▶ **Instruction**
Convert the lines of the records, starting at the line containing "outline kitchen cabinet" and ending at the line containing "42], [153, 44]]", into a Markdown table with the columns Number and Line. Give one row per line, numbered in order, and skip any blank lines.

▶ **Exercise materials**
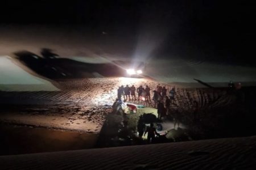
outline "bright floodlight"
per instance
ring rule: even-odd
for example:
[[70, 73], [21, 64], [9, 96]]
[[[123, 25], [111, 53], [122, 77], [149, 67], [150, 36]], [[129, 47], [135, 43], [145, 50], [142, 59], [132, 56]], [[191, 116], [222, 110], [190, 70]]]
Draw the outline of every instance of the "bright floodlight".
[[137, 74], [142, 74], [142, 71], [141, 71], [141, 70], [137, 70]]
[[126, 70], [126, 71], [127, 73], [128, 73], [130, 75], [136, 74], [136, 72], [135, 71], [134, 69], [128, 69]]

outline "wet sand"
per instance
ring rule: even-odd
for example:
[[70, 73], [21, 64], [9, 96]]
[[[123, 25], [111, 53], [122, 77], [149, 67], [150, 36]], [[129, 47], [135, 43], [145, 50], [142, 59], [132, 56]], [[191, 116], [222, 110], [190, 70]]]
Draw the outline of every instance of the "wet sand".
[[98, 134], [0, 125], [0, 155], [16, 155], [91, 148]]

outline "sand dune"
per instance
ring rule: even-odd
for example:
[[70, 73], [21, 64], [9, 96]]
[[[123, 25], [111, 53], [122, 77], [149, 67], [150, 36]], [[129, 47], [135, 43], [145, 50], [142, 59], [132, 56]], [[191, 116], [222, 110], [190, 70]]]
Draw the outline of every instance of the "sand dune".
[[[2, 103], [8, 101], [19, 105], [13, 106], [11, 112], [9, 108], [2, 109], [0, 119], [8, 122], [98, 133], [105, 115], [111, 112], [110, 108], [117, 97], [118, 87], [148, 85], [152, 91], [158, 83], [146, 78], [84, 78], [53, 82], [53, 85], [61, 90], [59, 91], [1, 91]], [[160, 84], [168, 90], [172, 87], [172, 84]], [[213, 109], [232, 104], [236, 99], [223, 89], [183, 88], [176, 88], [176, 99], [172, 107], [188, 113], [192, 110], [193, 101], [197, 101], [199, 108]], [[128, 102], [154, 107], [152, 101]], [[70, 122], [71, 118], [74, 121]]]
[[254, 169], [256, 137], [0, 156], [2, 169]]

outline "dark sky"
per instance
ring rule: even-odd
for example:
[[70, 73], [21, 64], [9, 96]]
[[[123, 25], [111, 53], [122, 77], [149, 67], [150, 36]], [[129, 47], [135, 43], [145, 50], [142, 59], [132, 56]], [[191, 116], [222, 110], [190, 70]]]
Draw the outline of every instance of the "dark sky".
[[2, 24], [83, 25], [137, 36], [158, 31], [164, 33], [156, 55], [254, 61], [255, 1], [1, 1]]

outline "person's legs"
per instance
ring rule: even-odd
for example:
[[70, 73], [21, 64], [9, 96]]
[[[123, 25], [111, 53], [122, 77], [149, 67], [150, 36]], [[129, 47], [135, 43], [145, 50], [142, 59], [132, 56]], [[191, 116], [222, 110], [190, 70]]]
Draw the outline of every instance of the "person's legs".
[[150, 139], [151, 139], [151, 137], [150, 135], [147, 135], [147, 143], [150, 143]]

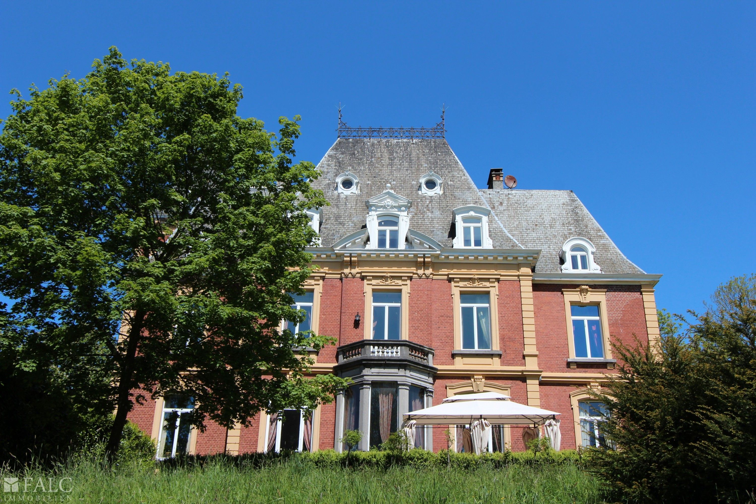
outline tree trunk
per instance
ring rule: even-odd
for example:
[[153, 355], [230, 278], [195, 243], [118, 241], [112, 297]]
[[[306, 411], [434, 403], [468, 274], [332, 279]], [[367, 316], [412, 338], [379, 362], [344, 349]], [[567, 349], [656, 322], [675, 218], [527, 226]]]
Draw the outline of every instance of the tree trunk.
[[134, 363], [136, 360], [142, 328], [144, 326], [145, 316], [144, 311], [138, 310], [132, 318], [132, 326], [129, 331], [129, 345], [126, 345], [126, 354], [123, 356], [121, 363], [120, 380], [118, 383], [118, 394], [116, 399], [116, 418], [113, 419], [110, 435], [105, 447], [105, 456], [108, 462], [113, 462], [118, 455], [121, 438], [123, 437], [123, 428], [126, 425], [126, 416], [132, 409], [129, 392], [134, 382]]

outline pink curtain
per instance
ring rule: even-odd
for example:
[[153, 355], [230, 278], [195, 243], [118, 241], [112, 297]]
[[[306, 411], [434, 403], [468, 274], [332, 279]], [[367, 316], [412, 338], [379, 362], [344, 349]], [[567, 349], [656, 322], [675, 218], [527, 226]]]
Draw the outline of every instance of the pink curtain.
[[[304, 414], [304, 413], [302, 413]], [[312, 451], [312, 414], [305, 417], [305, 431], [302, 434], [302, 451]]]
[[378, 407], [380, 409], [380, 439], [385, 442], [391, 434], [391, 419], [394, 413], [394, 394], [388, 391], [381, 391], [378, 395]]
[[278, 429], [278, 413], [273, 413], [270, 416], [269, 427], [268, 428], [268, 446], [265, 447], [266, 452], [274, 452], [276, 450], [276, 431]]

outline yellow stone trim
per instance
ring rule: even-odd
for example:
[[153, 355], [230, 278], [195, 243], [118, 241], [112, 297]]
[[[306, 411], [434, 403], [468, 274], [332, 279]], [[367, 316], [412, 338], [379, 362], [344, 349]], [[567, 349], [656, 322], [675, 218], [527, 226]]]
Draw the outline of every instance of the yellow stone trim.
[[606, 289], [590, 289], [581, 286], [578, 289], [562, 289], [565, 300], [565, 318], [567, 324], [567, 348], [569, 357], [575, 358], [575, 335], [572, 332], [572, 305], [596, 305], [599, 307], [601, 319], [601, 334], [604, 340], [604, 358], [612, 358], [612, 345], [609, 339], [609, 317], [606, 311]]

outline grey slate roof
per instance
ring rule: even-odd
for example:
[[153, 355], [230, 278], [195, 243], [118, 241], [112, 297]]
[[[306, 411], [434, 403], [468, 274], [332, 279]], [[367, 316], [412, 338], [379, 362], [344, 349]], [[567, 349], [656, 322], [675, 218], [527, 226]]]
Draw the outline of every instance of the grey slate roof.
[[[410, 228], [451, 246], [449, 230], [452, 209], [464, 205], [487, 206], [472, 180], [445, 140], [392, 140], [339, 138], [318, 165], [323, 175], [313, 182], [331, 206], [323, 209], [321, 241], [330, 246], [365, 225], [365, 200], [386, 190], [412, 201]], [[420, 178], [432, 170], [443, 180], [444, 193], [427, 196], [418, 193]], [[342, 196], [336, 191], [336, 178], [351, 172], [359, 178], [358, 194]], [[521, 248], [491, 219], [489, 233], [497, 249]]]
[[[386, 190], [412, 202], [410, 228], [445, 247], [449, 237], [452, 209], [478, 205], [492, 211], [489, 232], [497, 249], [540, 249], [536, 266], [540, 273], [559, 272], [559, 251], [572, 237], [596, 246], [594, 259], [604, 273], [643, 273], [619, 251], [580, 199], [569, 190], [479, 190], [445, 140], [343, 139], [328, 150], [313, 181], [330, 206], [323, 209], [321, 240], [331, 246], [365, 225], [365, 200]], [[419, 193], [420, 178], [432, 170], [443, 179], [444, 193]], [[359, 178], [360, 192], [342, 196], [336, 191], [336, 178], [351, 172]]]
[[480, 193], [518, 242], [541, 249], [538, 272], [559, 272], [562, 246], [580, 237], [596, 246], [593, 259], [603, 273], [644, 273], [620, 252], [571, 190], [484, 189]]

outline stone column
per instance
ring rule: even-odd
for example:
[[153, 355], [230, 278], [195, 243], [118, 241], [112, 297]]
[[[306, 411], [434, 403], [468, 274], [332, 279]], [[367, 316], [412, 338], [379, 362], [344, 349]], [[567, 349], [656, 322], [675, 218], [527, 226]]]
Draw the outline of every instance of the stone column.
[[342, 451], [341, 438], [343, 437], [344, 437], [344, 391], [339, 391], [336, 394], [336, 428], [334, 429], [334, 436], [333, 436], [333, 450], [335, 450], [336, 452], [339, 453]]
[[358, 448], [362, 451], [370, 449], [370, 382], [363, 382], [360, 385], [360, 432], [362, 441]]

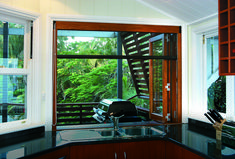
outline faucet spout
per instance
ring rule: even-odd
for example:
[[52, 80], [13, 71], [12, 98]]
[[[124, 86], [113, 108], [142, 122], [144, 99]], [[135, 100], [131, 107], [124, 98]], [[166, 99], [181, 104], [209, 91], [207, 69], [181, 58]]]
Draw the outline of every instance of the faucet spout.
[[113, 128], [114, 128], [115, 131], [119, 130], [119, 119], [123, 116], [124, 116], [124, 114], [119, 116], [119, 117], [111, 116], [111, 118], [113, 120]]

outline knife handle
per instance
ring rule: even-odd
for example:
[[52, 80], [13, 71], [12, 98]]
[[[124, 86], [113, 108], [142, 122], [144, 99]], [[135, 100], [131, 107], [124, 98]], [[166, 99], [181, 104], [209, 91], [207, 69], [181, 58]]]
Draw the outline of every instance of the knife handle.
[[224, 118], [220, 115], [220, 113], [217, 110], [212, 109], [212, 111], [220, 118], [220, 120], [224, 120]]
[[209, 117], [209, 115], [207, 115], [206, 113], [204, 115], [207, 117], [207, 119], [210, 120], [210, 122], [212, 122], [212, 124], [214, 124], [214, 121]]

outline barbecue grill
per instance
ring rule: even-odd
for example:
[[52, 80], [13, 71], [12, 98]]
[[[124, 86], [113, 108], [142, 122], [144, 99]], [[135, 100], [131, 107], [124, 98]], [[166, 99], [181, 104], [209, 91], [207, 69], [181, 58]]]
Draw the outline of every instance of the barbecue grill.
[[127, 100], [123, 99], [103, 99], [98, 106], [93, 108], [95, 114], [93, 118], [98, 122], [110, 122], [110, 117], [119, 117], [119, 122], [132, 122], [141, 121], [141, 118], [137, 116], [137, 109], [135, 105]]

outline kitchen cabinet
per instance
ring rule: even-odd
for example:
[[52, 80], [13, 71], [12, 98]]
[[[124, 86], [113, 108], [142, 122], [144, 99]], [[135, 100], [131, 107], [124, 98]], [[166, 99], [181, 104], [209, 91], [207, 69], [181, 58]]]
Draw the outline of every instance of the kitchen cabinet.
[[79, 145], [70, 148], [70, 159], [143, 159], [148, 155], [148, 142]]
[[219, 74], [235, 75], [235, 1], [219, 0]]
[[116, 159], [118, 144], [78, 145], [70, 147], [70, 159], [109, 158]]
[[164, 159], [165, 141], [139, 141], [113, 144], [79, 145], [70, 148], [70, 159]]
[[163, 140], [77, 145], [34, 159], [203, 159], [172, 142]]
[[188, 151], [172, 142], [166, 141], [166, 157], [165, 159], [203, 159], [203, 157]]

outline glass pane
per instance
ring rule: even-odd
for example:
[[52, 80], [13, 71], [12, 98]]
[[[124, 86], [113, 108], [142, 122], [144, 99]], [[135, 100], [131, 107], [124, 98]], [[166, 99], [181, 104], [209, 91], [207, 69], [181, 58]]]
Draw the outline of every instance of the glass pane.
[[153, 60], [153, 113], [163, 114], [163, 60]]
[[24, 67], [24, 26], [0, 21], [0, 67]]
[[59, 30], [58, 55], [117, 55], [117, 33]]
[[[140, 65], [141, 61], [142, 60], [140, 60], [140, 59], [136, 59], [135, 64]], [[144, 60], [144, 61], [145, 61], [145, 63], [149, 63], [149, 60]], [[142, 68], [138, 67], [137, 69], [142, 69]], [[130, 72], [130, 68], [128, 65], [128, 61], [126, 59], [124, 59], [122, 62], [122, 73], [123, 73], [123, 77], [122, 77], [123, 99], [132, 98], [130, 101], [132, 103], [134, 103], [136, 106], [149, 109], [149, 99], [148, 98], [145, 99], [145, 98], [134, 97], [137, 94], [136, 88], [135, 88], [135, 83], [133, 81], [133, 78], [132, 78], [132, 75]], [[136, 72], [134, 72], [134, 74], [137, 76], [136, 80], [141, 82], [141, 85], [146, 84], [146, 81], [143, 77], [141, 77], [141, 76], [138, 77], [138, 75], [143, 75], [143, 73], [136, 71]], [[145, 89], [148, 91], [147, 88], [145, 88]], [[148, 95], [146, 95], [146, 96], [148, 96]]]
[[117, 98], [116, 59], [57, 59], [57, 103]]
[[218, 36], [207, 38], [207, 105], [226, 113], [226, 76], [219, 76]]
[[26, 119], [26, 75], [0, 75], [0, 123]]
[[153, 56], [163, 56], [163, 42], [162, 40], [157, 40], [152, 42], [153, 44]]

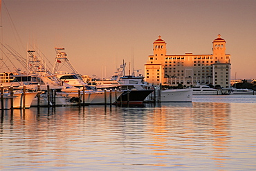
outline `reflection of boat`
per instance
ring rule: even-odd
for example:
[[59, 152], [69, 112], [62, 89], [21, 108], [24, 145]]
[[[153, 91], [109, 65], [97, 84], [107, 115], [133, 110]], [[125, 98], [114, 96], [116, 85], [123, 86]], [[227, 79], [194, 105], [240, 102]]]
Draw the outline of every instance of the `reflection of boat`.
[[161, 102], [192, 102], [192, 90], [172, 89], [161, 91]]
[[254, 94], [254, 91], [247, 88], [232, 88], [230, 94]]
[[21, 108], [24, 105], [25, 105], [26, 108], [30, 108], [32, 101], [37, 93], [38, 92], [25, 92], [25, 104], [24, 104], [24, 93], [21, 92], [15, 92], [14, 96], [17, 97], [13, 100], [13, 108]]
[[[10, 101], [12, 99], [15, 99], [17, 98], [17, 96], [10, 97], [10, 96], [3, 96], [3, 109], [10, 109]], [[0, 109], [2, 108], [2, 103], [0, 103]]]
[[125, 66], [123, 62], [116, 74], [112, 76], [112, 79], [94, 80], [89, 82], [89, 86], [93, 89], [102, 90], [120, 88], [118, 89], [121, 89], [123, 93], [118, 98], [117, 103], [142, 103], [154, 90], [145, 88], [147, 85], [145, 84], [144, 77], [141, 74], [125, 75]]
[[[208, 86], [194, 86], [191, 89], [193, 90], [193, 95], [218, 94], [218, 90], [210, 88]], [[221, 93], [220, 93], [219, 94], [221, 94]]]

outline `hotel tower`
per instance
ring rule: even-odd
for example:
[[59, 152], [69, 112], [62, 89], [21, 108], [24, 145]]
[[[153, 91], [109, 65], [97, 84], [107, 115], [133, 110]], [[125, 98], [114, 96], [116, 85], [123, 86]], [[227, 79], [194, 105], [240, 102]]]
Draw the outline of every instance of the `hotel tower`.
[[159, 36], [153, 43], [153, 55], [145, 64], [145, 81], [154, 85], [185, 86], [197, 84], [230, 87], [230, 54], [226, 54], [226, 41], [212, 42], [212, 54], [166, 54], [166, 43]]

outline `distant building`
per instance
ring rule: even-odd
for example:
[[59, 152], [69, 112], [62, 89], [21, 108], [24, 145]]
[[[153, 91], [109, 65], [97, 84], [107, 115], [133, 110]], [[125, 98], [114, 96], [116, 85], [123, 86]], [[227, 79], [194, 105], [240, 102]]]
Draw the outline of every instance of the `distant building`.
[[230, 54], [226, 54], [226, 41], [218, 35], [212, 42], [212, 54], [166, 54], [166, 43], [158, 39], [153, 43], [153, 55], [145, 64], [145, 81], [150, 83], [177, 86], [196, 84], [230, 87]]

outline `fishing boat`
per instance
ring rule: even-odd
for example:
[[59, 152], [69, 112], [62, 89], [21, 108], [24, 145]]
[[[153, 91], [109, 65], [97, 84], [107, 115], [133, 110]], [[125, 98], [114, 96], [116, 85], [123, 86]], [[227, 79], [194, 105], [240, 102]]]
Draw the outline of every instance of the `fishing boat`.
[[230, 94], [232, 95], [253, 95], [254, 91], [247, 88], [232, 88], [231, 89]]
[[191, 89], [193, 90], [193, 95], [217, 95], [221, 94], [217, 89], [210, 88], [208, 86], [194, 86]]
[[172, 89], [161, 91], [161, 102], [192, 102], [193, 91], [190, 88]]

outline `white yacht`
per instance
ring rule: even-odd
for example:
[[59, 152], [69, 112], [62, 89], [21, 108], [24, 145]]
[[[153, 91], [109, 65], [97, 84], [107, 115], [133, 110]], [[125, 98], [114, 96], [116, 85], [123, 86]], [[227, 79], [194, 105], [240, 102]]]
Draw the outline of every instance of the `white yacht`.
[[161, 102], [192, 102], [192, 90], [172, 89], [161, 91]]
[[230, 94], [239, 95], [239, 94], [248, 94], [254, 95], [255, 92], [253, 90], [247, 88], [232, 88], [230, 92]]
[[217, 89], [210, 88], [208, 86], [194, 86], [191, 89], [193, 90], [193, 95], [221, 94]]

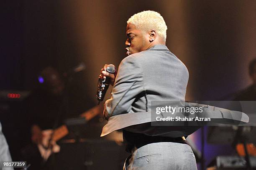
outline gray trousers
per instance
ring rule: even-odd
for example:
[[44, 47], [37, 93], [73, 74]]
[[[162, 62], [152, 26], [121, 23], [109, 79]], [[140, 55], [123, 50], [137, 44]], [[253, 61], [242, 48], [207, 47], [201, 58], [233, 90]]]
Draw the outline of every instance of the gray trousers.
[[197, 170], [191, 148], [187, 144], [161, 142], [135, 149], [125, 163], [124, 170]]

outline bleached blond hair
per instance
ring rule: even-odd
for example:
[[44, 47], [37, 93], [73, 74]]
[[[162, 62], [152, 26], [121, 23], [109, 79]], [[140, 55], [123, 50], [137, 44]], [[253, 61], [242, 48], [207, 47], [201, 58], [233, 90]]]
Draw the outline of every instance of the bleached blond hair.
[[138, 30], [147, 31], [154, 30], [166, 41], [167, 26], [163, 17], [159, 13], [146, 10], [134, 14], [127, 21], [127, 24], [134, 24]]

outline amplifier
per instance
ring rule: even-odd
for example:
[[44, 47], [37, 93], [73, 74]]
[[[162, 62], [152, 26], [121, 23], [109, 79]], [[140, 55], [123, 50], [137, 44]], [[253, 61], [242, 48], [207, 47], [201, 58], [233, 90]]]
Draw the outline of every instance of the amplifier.
[[[250, 157], [251, 165], [256, 169], [256, 157]], [[219, 156], [216, 158], [217, 169], [245, 169], [246, 161], [244, 157], [238, 156]]]

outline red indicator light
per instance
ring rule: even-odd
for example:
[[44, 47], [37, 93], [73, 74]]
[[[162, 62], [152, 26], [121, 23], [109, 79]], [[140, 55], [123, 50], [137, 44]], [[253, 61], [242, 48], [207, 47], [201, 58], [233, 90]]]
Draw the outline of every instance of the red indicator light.
[[7, 97], [11, 98], [20, 98], [20, 94], [18, 93], [8, 93]]

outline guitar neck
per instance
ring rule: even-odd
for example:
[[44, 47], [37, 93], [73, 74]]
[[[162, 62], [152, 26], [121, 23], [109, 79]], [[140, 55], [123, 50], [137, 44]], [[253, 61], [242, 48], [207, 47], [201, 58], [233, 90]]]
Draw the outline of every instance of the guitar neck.
[[[88, 121], [102, 112], [103, 106], [102, 105], [98, 105], [81, 114], [80, 116], [84, 118]], [[66, 125], [63, 125], [54, 130], [52, 140], [54, 141], [57, 141], [68, 133], [69, 130], [67, 126]]]

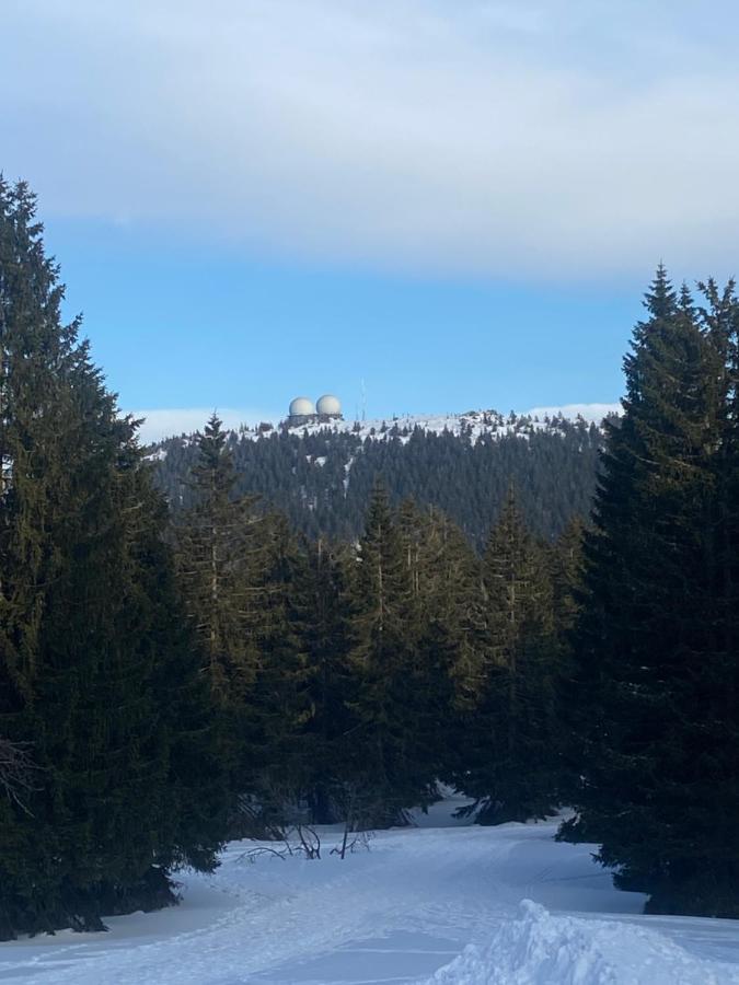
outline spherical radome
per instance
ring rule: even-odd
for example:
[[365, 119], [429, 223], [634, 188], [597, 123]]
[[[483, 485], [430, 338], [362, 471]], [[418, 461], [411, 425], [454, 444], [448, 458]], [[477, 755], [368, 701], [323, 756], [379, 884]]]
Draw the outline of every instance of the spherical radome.
[[325, 414], [331, 417], [342, 413], [340, 401], [331, 393], [324, 394], [315, 406], [319, 414]]
[[315, 407], [308, 397], [296, 397], [290, 404], [290, 417], [310, 417], [311, 414], [315, 414]]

▶ **Full output**
| Number | Line |
|---|---|
| 1 | outline kitchen cabinet |
| 2 | per instance |
| 3 | ring rule: even-odd |
| 4 | for example: |
| 5 | [[52, 80], [13, 71], [12, 98]] |
| 6 | [[[124, 86], [113, 108], [142, 122], [144, 99]], [[135, 100], [131, 107], [124, 98]], [[166, 99], [181, 104], [209, 91], [207, 69], [181, 58]]] |
| 7 | Draw the outline of every instance of the kitchen cabinet. |
| 8 | [[79, 145], [70, 148], [70, 159], [143, 159], [148, 155], [148, 142]] |
| 9 | [[219, 74], [235, 75], [235, 1], [219, 0]] |
| 10 | [[116, 159], [118, 144], [78, 145], [70, 147], [70, 159], [109, 158]] |
| 11 | [[164, 159], [165, 141], [139, 141], [113, 144], [79, 145], [70, 148], [70, 159]] |
| 12 | [[163, 140], [77, 145], [34, 159], [203, 159], [172, 142]] |
| 13 | [[188, 151], [172, 142], [166, 141], [166, 157], [165, 159], [203, 159], [203, 157]] |
| 14 | outline glass pane |
| 15 | per instance |
| 16 | ring rule: even-odd |
| 17 | for example: |
| 18 | [[52, 80], [13, 71], [12, 98]] |
| 19 | [[[124, 86], [113, 108], [142, 122], [144, 99]], [[135, 100], [131, 107], [124, 98]], [[166, 99], [181, 104], [209, 91], [207, 69], [181, 58]]] |
| 20 | Draw the outline of every instance of the glass pane. |
| 21 | [[153, 60], [153, 113], [163, 114], [163, 60]] |
| 22 | [[24, 67], [24, 26], [0, 21], [0, 67]] |
| 23 | [[59, 30], [58, 55], [117, 55], [117, 33]] |
| 24 | [[[140, 65], [141, 61], [142, 60], [140, 60], [140, 59], [136, 59], [135, 64]], [[144, 60], [144, 61], [145, 61], [145, 63], [149, 63], [149, 60]], [[142, 68], [138, 67], [137, 69], [142, 69]], [[130, 72], [130, 68], [128, 65], [128, 61], [126, 59], [124, 59], [122, 62], [122, 73], [123, 73], [123, 77], [122, 77], [123, 99], [132, 98], [130, 101], [132, 103], [134, 103], [136, 106], [149, 109], [149, 99], [148, 98], [145, 99], [145, 98], [134, 97], [137, 94], [136, 88], [135, 88], [135, 83], [133, 81], [133, 78], [132, 78], [132, 75]], [[136, 72], [134, 72], [134, 74], [137, 76], [136, 80], [141, 82], [141, 85], [146, 84], [146, 81], [143, 77], [141, 77], [141, 76], [138, 77], [138, 75], [143, 75], [143, 73], [136, 71]], [[145, 89], [148, 91], [147, 88], [145, 88]], [[148, 95], [146, 95], [146, 96], [148, 96]]] |
| 25 | [[117, 98], [116, 59], [57, 59], [57, 103]] |
| 26 | [[218, 36], [207, 38], [207, 105], [226, 113], [226, 76], [219, 76]] |
| 27 | [[26, 119], [26, 75], [0, 75], [0, 123]] |
| 28 | [[153, 56], [163, 56], [163, 42], [162, 40], [157, 40], [152, 42], [153, 44]] |